** Document extract **
BEGIN

Regulatory frameworkLoi 25 + sectoral duties
A Quebec law firm operates under two simultaneous regimes: Bill 25 (CQLR, c. P-39.1) like any private organization, and the Code of professional conduct of lawyers (CQLR B-1, r. 3.1), which imposes a professional-secrecy duty stricter than the cross-sector norm.
- Bill 25, art. 5
- the firm collects only the information necessary for the mandate; no more.
- Loi 25, art. 17
- any communication of personal information outside Québec requires a risk-factor assessment; in the absence of contractual and technical safeguards, the transfer is prohibited.
- Bill 25, art. 18 + 18.3
- a sub-processor hosting the information engages the firm's liability; the contract must name upstream sub-processors.
- Code of professional conduct of lawyers, art. 60
- the duty is absolute over any information entrusted by the client in the course of the mandate. Disclosure, even partial, without free and informed consent, exposes the lawyer to a complaint to the syndic.
- Code of professional conduct of lawyers, art. 62
- the lawyer must take all "reasonable" measures to protect the information; the standard evolves with available technology.
- Code of professional conduct of lawyers, art. 78
- prohibits indirect disclosure, which explicitly covers pasting a draft into a cloud service without prior consent.
- Code of professional conduct of notaries
- analogous duties for notarial acts.
- Barreau du Québec guide — "Artificial intelligence in the firm"
- not legally binding, but useful as a diligence reference for the art. 62 assessment.
The practical consequence is sharp: a lawyer pasting a draft contract or a client memo into ChatGPT communicates professional secrecy to a Delaware corporation subject to the CLOUD Act — without client consent, without an art. 17 assessment, without a contractual framework. This communication is, on its own, a potential breach of art. 60 and a non-compliant transfer under Bill 25 art. 17.

END

** Extracted data **
BEGIN

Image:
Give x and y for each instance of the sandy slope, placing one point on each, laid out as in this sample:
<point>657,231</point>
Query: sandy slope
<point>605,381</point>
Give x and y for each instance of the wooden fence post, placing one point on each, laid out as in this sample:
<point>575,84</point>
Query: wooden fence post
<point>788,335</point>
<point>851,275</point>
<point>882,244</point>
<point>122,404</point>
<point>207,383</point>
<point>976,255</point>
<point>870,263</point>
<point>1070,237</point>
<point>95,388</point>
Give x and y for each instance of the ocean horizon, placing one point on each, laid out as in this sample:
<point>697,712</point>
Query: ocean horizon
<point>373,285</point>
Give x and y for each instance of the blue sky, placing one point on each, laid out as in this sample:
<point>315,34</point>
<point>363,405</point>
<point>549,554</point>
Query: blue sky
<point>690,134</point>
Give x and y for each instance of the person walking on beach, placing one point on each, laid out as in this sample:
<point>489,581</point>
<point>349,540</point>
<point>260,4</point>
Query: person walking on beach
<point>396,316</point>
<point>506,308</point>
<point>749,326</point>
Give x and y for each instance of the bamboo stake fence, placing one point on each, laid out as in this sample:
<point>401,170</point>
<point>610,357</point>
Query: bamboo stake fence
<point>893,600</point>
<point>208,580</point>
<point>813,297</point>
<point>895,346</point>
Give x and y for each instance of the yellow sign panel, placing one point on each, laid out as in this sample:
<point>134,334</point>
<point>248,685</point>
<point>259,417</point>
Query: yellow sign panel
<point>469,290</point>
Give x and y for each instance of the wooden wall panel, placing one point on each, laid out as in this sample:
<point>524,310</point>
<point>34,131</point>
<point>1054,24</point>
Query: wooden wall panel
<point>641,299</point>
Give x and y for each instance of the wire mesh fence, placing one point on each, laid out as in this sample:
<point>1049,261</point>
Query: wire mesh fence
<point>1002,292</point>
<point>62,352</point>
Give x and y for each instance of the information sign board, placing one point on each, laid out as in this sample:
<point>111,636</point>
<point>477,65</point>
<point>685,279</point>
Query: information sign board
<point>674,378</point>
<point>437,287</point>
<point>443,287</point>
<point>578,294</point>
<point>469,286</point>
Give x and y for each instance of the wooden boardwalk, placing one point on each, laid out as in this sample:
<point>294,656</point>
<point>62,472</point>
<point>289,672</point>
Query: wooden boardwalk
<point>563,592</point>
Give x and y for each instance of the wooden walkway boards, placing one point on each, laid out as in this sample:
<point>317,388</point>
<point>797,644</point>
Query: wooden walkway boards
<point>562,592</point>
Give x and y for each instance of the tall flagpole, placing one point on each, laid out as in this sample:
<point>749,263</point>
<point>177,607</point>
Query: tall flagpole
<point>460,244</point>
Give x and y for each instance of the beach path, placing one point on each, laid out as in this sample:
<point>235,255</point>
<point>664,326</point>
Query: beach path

END

Copy the regulatory framework text above, word for word, from "- Barreau du" to "art. 62 assessment.".

- Barreau du Québec guide — "Artificial intelligence in the firm"
- not legally binding, but useful as a diligence reference for the art. 62 assessment.